* [REQUIREMENT]
Transcribe the data that follows precisely, omitting nothing.

::::::

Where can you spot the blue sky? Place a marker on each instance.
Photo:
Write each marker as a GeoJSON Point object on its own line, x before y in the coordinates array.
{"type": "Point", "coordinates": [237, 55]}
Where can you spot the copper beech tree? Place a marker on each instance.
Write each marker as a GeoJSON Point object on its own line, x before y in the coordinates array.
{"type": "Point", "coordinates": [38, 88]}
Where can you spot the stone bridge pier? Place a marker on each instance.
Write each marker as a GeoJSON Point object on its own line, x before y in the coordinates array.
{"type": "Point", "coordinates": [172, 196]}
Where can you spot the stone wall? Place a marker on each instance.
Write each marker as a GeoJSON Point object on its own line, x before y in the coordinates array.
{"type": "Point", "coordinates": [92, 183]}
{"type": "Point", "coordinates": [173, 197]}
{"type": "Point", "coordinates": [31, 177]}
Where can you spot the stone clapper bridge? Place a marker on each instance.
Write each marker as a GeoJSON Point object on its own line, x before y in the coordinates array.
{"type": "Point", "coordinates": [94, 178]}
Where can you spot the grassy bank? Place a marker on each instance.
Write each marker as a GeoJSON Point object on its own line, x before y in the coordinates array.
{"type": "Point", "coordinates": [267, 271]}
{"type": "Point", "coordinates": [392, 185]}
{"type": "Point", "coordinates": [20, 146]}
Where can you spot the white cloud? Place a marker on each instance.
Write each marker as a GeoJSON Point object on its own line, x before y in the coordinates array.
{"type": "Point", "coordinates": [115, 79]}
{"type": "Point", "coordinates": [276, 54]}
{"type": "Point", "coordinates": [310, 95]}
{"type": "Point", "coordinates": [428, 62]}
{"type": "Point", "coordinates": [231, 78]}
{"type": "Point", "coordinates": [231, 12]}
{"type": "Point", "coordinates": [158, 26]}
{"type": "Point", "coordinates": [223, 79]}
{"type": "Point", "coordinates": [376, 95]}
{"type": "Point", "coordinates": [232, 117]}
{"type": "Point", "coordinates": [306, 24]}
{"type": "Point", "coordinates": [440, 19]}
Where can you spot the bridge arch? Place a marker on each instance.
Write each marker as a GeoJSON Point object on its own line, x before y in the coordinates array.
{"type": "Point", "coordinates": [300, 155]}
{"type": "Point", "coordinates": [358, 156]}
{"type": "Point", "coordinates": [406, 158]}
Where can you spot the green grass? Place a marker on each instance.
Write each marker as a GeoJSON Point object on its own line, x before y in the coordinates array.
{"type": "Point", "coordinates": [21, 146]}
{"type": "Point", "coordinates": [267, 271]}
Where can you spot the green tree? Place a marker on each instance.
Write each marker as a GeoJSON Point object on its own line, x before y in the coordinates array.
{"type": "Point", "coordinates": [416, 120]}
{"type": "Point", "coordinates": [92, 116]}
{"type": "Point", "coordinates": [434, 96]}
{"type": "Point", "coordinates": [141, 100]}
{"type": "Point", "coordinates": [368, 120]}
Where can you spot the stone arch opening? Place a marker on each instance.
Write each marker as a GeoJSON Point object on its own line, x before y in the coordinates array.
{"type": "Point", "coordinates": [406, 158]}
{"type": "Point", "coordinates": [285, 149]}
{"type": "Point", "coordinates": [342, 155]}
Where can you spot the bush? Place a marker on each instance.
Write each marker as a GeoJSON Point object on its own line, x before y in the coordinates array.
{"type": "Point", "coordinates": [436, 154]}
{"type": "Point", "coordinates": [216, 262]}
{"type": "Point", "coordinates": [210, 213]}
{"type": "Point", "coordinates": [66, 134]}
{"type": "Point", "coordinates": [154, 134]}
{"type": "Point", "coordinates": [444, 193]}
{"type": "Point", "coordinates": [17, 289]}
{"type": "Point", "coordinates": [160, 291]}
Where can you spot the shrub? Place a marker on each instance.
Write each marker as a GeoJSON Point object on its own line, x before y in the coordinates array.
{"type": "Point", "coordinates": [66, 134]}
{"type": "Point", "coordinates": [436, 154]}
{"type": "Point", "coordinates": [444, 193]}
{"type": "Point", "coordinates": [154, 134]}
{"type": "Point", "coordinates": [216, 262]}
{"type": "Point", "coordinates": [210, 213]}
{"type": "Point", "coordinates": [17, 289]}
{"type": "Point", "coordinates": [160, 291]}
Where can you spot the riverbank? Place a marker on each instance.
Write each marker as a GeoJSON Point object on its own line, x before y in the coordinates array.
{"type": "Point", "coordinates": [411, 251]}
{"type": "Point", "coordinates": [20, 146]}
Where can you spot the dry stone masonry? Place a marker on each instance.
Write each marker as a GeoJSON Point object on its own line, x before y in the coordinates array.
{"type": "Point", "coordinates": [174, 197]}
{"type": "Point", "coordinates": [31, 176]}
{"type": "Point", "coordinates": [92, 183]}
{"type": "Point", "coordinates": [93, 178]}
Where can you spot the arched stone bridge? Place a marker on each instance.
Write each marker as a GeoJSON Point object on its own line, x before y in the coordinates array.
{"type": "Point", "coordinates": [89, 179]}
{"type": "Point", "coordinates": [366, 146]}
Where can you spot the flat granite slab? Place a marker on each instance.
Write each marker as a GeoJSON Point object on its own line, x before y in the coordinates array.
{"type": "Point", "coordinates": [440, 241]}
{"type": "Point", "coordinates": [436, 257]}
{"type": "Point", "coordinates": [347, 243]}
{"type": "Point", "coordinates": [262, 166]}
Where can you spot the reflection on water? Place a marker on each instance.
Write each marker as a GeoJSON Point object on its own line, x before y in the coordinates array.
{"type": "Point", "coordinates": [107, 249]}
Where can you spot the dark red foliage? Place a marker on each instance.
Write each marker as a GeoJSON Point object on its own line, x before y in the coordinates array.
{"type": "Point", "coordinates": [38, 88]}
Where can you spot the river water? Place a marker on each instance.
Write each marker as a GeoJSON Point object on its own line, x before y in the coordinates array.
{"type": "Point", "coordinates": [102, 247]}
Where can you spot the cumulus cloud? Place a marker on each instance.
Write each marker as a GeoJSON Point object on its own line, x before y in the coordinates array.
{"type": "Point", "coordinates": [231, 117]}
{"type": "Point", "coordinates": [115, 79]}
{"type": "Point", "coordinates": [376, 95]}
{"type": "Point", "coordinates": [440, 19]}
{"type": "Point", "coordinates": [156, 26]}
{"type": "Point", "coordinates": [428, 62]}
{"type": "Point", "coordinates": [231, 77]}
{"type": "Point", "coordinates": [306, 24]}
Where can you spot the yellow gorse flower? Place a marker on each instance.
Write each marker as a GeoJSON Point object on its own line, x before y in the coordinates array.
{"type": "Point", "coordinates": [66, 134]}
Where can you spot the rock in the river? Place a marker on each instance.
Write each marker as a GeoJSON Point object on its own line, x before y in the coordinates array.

::::::

* [OUTPUT OF THE TASK]
Where can you spot the blue sky? Place a marker on each instance.
Photo:
Write each marker as a GeoJSON Point object on its own line, x before y in the coordinates array.
{"type": "Point", "coordinates": [237, 55]}
Where can you spot the copper beech tree? Place a marker on each instance.
Write each marker as a GeoJSON Point object on its own line, x before y in the coordinates array.
{"type": "Point", "coordinates": [38, 88]}
Where can you spot the stone bridge pier? Place a marker on each instance.
Write each marker as a GeoJSON Point object on its own line, x before y in the coordinates array.
{"type": "Point", "coordinates": [172, 196]}
Where can you spot the stone wall? Place a marker on each instance.
Write each marker as a GeoJSON Point object on its own line, x before y in the coordinates array.
{"type": "Point", "coordinates": [92, 183]}
{"type": "Point", "coordinates": [173, 197]}
{"type": "Point", "coordinates": [31, 177]}
Where can you spot the stone clapper bridge? Place a marker on each instance.
Write each marker as a GeoJSON Point object on its own line, x before y in the coordinates array.
{"type": "Point", "coordinates": [94, 178]}
Where can you spot the grassy bank? Place a marker on each instance.
Write each marker as a GeoJSON Point object on its own line, x before y in the coordinates array.
{"type": "Point", "coordinates": [267, 271]}
{"type": "Point", "coordinates": [392, 185]}
{"type": "Point", "coordinates": [20, 146]}
Where can you spot the white cloud? Place a marker on each instance.
Write each marker as a GeoJSON Point object on its own line, x before y in the coordinates array.
{"type": "Point", "coordinates": [115, 79]}
{"type": "Point", "coordinates": [276, 54]}
{"type": "Point", "coordinates": [310, 95]}
{"type": "Point", "coordinates": [428, 62]}
{"type": "Point", "coordinates": [231, 78]}
{"type": "Point", "coordinates": [231, 12]}
{"type": "Point", "coordinates": [158, 26]}
{"type": "Point", "coordinates": [223, 79]}
{"type": "Point", "coordinates": [376, 95]}
{"type": "Point", "coordinates": [232, 117]}
{"type": "Point", "coordinates": [306, 24]}
{"type": "Point", "coordinates": [440, 19]}
Where can you spot the bridge arch? Place a marker on each instance.
Write each marker as a GeoJSON Point object on its own line, x before y in the coordinates array.
{"type": "Point", "coordinates": [300, 155]}
{"type": "Point", "coordinates": [358, 156]}
{"type": "Point", "coordinates": [406, 158]}
Where can you spot the green grass? Place a marker on each instance.
Write each marker as a GeoJSON Point object on its own line, x before y in the coordinates array.
{"type": "Point", "coordinates": [21, 146]}
{"type": "Point", "coordinates": [267, 271]}
Where can you spot the green tree? Place a marker on each instance.
Write each marker as a GeoJSON Point object on its own line, x before y in the coordinates array.
{"type": "Point", "coordinates": [416, 120]}
{"type": "Point", "coordinates": [92, 116]}
{"type": "Point", "coordinates": [434, 96]}
{"type": "Point", "coordinates": [141, 100]}
{"type": "Point", "coordinates": [368, 120]}
Where can you spot the stone arch opening? Place a marker on each instance.
Write each marker as a GeoJSON Point object on its own line, x before y in the coordinates array.
{"type": "Point", "coordinates": [406, 158]}
{"type": "Point", "coordinates": [285, 149]}
{"type": "Point", "coordinates": [342, 155]}
Where can you spot the bush? Place a marker on each instance.
Write each marker as a GeoJSON Point object on its own line, x before y in the coordinates array.
{"type": "Point", "coordinates": [436, 154]}
{"type": "Point", "coordinates": [216, 262]}
{"type": "Point", "coordinates": [210, 213]}
{"type": "Point", "coordinates": [66, 134]}
{"type": "Point", "coordinates": [154, 134]}
{"type": "Point", "coordinates": [444, 193]}
{"type": "Point", "coordinates": [17, 289]}
{"type": "Point", "coordinates": [160, 291]}
Where can you spot the shrub? Place a marker on each instance.
Write each marker as a GeoJSON Point object on its own line, x before y in the coordinates array.
{"type": "Point", "coordinates": [66, 134]}
{"type": "Point", "coordinates": [436, 154]}
{"type": "Point", "coordinates": [444, 193]}
{"type": "Point", "coordinates": [154, 134]}
{"type": "Point", "coordinates": [216, 262]}
{"type": "Point", "coordinates": [210, 213]}
{"type": "Point", "coordinates": [17, 289]}
{"type": "Point", "coordinates": [160, 291]}
Where can you spot the riverbank? Place a marker on each instance.
Write each marker as a GeoJSON Point object on its own line, x before y in the coordinates array.
{"type": "Point", "coordinates": [411, 251]}
{"type": "Point", "coordinates": [20, 146]}
Where can you spot the dry stone masonry? Place a marker on each instance.
Write each marker as a GeoJSON Point object on its own line, x before y in the coordinates array.
{"type": "Point", "coordinates": [174, 197]}
{"type": "Point", "coordinates": [31, 176]}
{"type": "Point", "coordinates": [92, 183]}
{"type": "Point", "coordinates": [93, 178]}
Where can you spot the arched stone bridge? Place a marker on each instance.
Write each marker as a GeoJSON Point object on its own line, x before y in the coordinates array.
{"type": "Point", "coordinates": [89, 179]}
{"type": "Point", "coordinates": [366, 146]}
Where can you spot the flat granite slab? Place a marker on each instance.
Write each marker as a GeoJSON Point object on its own line, x before y in the coordinates array.
{"type": "Point", "coordinates": [440, 241]}
{"type": "Point", "coordinates": [436, 257]}
{"type": "Point", "coordinates": [347, 243]}
{"type": "Point", "coordinates": [262, 166]}
Where can you spot the reflection on water? Place a marker on each instance.
Write each marker as a GeoJSON Point object on its own line, x before y in the coordinates array.
{"type": "Point", "coordinates": [107, 249]}
Where can you spot the dark red foliage? Place a marker on each instance.
Write each marker as a GeoJSON Point object on its own line, x before y in the coordinates array.
{"type": "Point", "coordinates": [38, 88]}
Where can you spot the river water? Place a marker on each instance.
Write each marker as a GeoJSON Point object on its own line, x before y in the coordinates array.
{"type": "Point", "coordinates": [102, 247]}
Where can you spot the cumulus cloud? Place a marker on each instance.
Write each marker as a GeoJSON Point object on its own line, x before y in the coordinates array.
{"type": "Point", "coordinates": [231, 117]}
{"type": "Point", "coordinates": [115, 79]}
{"type": "Point", "coordinates": [376, 95]}
{"type": "Point", "coordinates": [440, 19]}
{"type": "Point", "coordinates": [156, 26]}
{"type": "Point", "coordinates": [428, 62]}
{"type": "Point", "coordinates": [231, 77]}
{"type": "Point", "coordinates": [306, 24]}
Where can you spot the yellow gorse flower? Place a marker on each instance.
Write each marker as a GeoJSON Point object on its own line, x before y in the coordinates array.
{"type": "Point", "coordinates": [66, 134]}
Where can you spot the rock in the river? Place a marker on each instance.
Write each marker as a GeoJSON Point object on its own line, x before y in the coordinates array.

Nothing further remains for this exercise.